### Qué harás
**1.** Copia del texto sobre la crisis del cambio todo lo que va desde "Dicen que las" hasta "no será fiable.", sin alterar nada.
**2.** Por favor, sigue escribiendo el texto sobre la crisis del cambio a partir del punto en que termina.

┌─ Fragmento seleccionado

La crisis del cambio

Escrito por Diego Sánchez R.

Dicen que las crisis son oportunidades para el cambio. Pero ¿cambio hacia dónde? ¿Qué quiero cambiar y por qué? Estas son preguntas muy personales, pero leyendo a los sabios, he llegado a la conclusión de que, si vamos a movernos, lo mejor es ir hacia el justo medio. Sin embargo, lo que yo considero mi punto de equilibrio puede distar mucho de lo que otro considere el suyo, y así de persona en persona; por lo tanto, siguiendo las normas del método científico, si existe demasiada variabilidad, la hipótesis no es aceptable y el resultado final no será fiable.

La filosofía considera lo más auténtico, lo más real, aquello que supera la prueba del tiempo y es universal. Así, aquel punto donde nos encontraríamos y acordaríamos todos los seres humanos tendría que ser el mismo para todos. ¿Y qué es lo que tenemos todos en común? Todos tenemos una mente curiosa que cuestiona, unas emociones que desean expresarse y sentir, una energía que busca moverse y un cuerpo que busca placer. Partes tan diferentes comparten una cualidad: necesitan descanso, necesitan parar por un momento. Para conseguir esto nos podemos valer de un espacio para la introspección que nos lleve a la reflexión. Esta pausa de nuestra personalidad es vital para las personas, pues nos unifica, y es en esta unión como nos aclaramos y encontramos como familia humana.

└─
┌─ Entradas proporcionadas

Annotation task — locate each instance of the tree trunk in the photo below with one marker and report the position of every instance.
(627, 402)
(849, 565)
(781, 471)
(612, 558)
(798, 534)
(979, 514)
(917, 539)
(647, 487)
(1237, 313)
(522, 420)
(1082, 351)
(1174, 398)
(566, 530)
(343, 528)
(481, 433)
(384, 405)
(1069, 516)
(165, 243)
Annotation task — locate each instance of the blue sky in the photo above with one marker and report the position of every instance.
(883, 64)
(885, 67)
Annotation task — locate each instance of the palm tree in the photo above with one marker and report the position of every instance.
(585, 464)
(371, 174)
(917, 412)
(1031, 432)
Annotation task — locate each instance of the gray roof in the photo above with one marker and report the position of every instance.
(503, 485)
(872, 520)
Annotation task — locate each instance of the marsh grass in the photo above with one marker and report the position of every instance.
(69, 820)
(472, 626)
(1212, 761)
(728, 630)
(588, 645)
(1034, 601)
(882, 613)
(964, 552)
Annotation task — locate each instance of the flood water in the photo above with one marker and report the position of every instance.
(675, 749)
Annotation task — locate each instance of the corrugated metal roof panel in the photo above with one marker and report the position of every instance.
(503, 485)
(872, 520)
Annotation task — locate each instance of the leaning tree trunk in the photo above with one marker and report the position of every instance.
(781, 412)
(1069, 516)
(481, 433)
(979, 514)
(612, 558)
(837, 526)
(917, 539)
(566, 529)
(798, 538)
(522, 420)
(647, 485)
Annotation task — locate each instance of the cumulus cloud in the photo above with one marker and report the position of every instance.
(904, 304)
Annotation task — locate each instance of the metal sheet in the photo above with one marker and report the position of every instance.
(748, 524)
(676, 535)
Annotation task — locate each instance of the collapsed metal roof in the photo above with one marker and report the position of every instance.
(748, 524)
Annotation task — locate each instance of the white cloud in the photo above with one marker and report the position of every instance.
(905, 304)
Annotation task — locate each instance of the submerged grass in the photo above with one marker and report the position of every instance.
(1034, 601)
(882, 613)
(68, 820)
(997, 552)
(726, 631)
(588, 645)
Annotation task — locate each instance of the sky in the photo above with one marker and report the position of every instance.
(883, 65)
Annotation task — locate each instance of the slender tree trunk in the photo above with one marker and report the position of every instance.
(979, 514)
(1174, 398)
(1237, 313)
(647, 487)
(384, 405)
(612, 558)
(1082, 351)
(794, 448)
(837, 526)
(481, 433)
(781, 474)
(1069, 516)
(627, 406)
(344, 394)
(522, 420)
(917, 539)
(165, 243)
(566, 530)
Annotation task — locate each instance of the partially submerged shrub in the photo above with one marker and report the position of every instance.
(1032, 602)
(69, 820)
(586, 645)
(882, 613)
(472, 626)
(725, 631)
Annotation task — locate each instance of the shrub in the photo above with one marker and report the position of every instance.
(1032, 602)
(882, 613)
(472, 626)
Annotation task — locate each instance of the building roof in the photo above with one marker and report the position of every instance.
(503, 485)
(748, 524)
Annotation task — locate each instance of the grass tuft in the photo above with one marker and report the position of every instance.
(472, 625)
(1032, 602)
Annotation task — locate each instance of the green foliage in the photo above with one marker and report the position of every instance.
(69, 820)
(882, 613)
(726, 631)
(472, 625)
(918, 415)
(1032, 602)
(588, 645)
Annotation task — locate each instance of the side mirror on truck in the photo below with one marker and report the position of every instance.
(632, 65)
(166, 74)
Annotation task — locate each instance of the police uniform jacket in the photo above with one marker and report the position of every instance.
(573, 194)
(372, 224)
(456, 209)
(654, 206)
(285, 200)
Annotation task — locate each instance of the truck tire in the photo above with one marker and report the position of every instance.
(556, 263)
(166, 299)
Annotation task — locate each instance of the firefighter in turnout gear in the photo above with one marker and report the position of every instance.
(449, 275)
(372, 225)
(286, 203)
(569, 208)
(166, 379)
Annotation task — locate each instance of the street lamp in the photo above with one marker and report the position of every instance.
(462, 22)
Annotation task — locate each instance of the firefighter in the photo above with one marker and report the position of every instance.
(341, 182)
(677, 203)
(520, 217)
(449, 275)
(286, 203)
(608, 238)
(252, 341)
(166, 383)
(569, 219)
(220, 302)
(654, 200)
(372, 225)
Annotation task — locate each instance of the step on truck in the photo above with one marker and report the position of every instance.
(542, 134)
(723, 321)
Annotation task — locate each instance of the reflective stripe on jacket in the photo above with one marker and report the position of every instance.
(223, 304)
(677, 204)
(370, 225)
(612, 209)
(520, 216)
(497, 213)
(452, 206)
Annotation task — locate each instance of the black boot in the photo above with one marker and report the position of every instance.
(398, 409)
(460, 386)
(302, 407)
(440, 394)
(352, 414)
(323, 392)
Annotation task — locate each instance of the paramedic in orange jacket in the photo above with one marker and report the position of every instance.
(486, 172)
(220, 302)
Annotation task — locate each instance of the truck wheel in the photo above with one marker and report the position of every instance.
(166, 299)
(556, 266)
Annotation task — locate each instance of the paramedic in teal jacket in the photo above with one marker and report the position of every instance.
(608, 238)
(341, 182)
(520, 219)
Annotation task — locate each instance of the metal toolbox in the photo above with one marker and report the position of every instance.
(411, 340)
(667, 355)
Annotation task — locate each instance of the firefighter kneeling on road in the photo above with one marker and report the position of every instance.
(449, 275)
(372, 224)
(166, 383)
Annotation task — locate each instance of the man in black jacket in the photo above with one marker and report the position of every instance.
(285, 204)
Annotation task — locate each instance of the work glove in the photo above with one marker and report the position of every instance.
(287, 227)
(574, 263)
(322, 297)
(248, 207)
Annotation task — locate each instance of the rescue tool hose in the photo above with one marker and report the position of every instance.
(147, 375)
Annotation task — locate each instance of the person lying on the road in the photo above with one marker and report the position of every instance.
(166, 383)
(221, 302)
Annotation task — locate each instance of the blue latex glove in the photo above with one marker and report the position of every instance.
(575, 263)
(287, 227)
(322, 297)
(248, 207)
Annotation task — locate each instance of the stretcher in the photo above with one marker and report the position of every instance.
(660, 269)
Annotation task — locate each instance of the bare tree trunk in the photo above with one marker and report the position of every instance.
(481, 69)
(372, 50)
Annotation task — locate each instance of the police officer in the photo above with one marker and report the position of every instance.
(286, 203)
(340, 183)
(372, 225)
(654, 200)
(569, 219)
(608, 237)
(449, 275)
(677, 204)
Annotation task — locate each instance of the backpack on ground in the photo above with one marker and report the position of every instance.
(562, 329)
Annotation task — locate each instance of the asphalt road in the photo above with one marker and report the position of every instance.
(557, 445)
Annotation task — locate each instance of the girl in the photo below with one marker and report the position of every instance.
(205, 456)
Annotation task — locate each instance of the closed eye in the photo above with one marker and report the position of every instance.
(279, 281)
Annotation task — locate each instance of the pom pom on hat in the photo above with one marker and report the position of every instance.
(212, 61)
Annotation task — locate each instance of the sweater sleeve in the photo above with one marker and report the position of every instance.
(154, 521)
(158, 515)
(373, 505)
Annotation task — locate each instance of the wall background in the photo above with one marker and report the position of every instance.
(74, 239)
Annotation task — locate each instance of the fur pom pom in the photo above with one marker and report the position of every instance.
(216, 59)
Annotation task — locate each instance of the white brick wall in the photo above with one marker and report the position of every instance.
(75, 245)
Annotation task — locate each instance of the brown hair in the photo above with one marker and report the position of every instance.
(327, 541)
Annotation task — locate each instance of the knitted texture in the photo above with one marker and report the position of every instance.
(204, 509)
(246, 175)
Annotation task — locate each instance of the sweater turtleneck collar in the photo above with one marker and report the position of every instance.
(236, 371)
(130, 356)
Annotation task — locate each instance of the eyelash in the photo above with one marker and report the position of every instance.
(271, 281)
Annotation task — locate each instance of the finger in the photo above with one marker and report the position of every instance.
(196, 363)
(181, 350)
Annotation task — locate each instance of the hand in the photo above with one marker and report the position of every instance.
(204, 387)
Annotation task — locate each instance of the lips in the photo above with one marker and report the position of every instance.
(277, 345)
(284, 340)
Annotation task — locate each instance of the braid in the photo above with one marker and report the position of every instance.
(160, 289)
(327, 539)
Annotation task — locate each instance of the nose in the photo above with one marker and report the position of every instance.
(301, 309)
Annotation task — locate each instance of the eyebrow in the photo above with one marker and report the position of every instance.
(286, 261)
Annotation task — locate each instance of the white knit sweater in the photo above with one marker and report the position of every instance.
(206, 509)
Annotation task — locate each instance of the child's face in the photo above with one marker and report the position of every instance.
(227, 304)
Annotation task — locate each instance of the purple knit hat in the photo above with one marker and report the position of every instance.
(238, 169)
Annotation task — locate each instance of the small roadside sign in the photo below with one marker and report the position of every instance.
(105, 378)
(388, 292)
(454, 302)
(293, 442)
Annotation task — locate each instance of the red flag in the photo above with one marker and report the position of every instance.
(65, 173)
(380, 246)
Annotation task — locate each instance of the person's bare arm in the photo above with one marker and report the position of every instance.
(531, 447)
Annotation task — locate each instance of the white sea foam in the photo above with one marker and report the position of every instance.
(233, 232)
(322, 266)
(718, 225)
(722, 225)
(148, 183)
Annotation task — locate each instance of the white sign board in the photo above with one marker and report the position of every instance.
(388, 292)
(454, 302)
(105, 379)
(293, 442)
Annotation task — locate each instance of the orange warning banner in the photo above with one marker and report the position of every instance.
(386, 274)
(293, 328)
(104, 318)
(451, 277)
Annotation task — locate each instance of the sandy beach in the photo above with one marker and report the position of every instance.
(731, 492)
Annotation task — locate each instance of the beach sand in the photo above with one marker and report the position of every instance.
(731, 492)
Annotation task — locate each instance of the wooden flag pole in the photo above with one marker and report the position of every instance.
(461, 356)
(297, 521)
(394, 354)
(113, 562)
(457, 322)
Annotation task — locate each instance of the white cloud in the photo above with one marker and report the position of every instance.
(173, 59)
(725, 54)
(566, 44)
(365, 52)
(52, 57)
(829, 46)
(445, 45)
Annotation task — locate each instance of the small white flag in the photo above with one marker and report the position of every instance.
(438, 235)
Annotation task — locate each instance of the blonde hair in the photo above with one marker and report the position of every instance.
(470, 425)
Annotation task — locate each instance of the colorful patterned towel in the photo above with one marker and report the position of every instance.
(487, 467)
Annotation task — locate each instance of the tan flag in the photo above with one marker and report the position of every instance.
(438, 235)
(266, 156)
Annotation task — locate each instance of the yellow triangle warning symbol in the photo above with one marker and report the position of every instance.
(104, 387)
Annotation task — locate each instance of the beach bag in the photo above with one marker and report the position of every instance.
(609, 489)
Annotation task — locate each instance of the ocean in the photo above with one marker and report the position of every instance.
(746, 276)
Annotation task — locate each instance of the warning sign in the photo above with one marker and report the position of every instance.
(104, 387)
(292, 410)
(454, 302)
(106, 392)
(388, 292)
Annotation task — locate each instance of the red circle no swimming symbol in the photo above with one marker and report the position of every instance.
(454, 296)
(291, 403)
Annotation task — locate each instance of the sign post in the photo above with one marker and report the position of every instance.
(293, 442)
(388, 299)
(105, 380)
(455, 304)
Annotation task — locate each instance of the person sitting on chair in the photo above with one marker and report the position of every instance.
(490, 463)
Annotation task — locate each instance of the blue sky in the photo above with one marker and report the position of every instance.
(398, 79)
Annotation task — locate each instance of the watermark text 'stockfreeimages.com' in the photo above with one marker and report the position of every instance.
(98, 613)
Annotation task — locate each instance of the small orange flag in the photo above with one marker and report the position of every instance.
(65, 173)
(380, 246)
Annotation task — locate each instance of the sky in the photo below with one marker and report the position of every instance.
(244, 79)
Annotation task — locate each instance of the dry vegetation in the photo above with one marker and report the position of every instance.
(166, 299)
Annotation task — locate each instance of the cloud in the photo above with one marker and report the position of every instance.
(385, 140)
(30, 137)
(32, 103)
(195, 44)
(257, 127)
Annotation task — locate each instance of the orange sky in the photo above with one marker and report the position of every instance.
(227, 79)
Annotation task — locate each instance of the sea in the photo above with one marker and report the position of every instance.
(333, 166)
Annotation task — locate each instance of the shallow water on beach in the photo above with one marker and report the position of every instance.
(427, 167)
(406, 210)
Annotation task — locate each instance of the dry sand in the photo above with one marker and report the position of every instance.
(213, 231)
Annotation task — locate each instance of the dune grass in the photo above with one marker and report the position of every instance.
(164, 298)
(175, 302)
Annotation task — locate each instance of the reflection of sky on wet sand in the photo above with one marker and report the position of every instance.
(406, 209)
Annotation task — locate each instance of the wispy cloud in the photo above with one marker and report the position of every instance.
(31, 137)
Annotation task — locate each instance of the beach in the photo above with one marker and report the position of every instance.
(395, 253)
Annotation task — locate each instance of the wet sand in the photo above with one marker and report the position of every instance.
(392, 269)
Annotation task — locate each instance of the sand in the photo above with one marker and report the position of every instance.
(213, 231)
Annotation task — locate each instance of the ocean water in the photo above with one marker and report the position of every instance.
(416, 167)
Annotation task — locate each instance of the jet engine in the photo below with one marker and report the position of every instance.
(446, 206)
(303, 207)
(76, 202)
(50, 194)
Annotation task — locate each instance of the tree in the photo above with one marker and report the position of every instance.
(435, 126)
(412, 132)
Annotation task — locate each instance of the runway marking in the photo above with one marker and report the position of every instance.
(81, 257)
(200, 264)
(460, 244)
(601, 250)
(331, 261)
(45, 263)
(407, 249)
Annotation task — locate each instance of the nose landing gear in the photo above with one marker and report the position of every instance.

└─

### Respuestas en orden
**1.**
Dicen que las crisis son oportunidades para el cambio. Pero ¿cambio hacia dónde? ¿Qué quiero cambiar y por qué? Estas son preguntas muy personales, pero leyendo a los sabios, he llegado a la conclusión de que, si vamos a movernos, lo mejor es ir hacia el justo medio. Sin embargo, lo que yo considero mi punto de equilibrio puede distar mucho de lo que otro considere el suyo, y así de persona en persona; por lo tanto, siguiendo las normas del método científico, si existe demasiada variabilidad, la hipótesis no es aceptable y el resultado final no será fiable.

**2.**
Un segundo punto que tenemos en común sería que todos poseemos cualidades y defectos. Y si partimos de la base de que todo en la creación es bueno por naturaleza y cumple una función, lo correcto sería dar espacio a ambos. Sin embargo, ¿en qué punto se encuentra ese justo medio que nos equilibre? Aristóteles decía que la felicidad se descubre en la práctica de la virtud, por lo que, si el primer paso para obtener paz está en aceptarme como soy, el segundo sería no conformarme con ello y valerme de mis virtudes o cualidades para seguir caminando hacia lo que quiero ser. Mi estabilidad no se fundamenta solamente en mi situación presente, sino, también, en mi satisfacción interior de estar luchando por mejorarme sin juzgarme por los posibles fracasos.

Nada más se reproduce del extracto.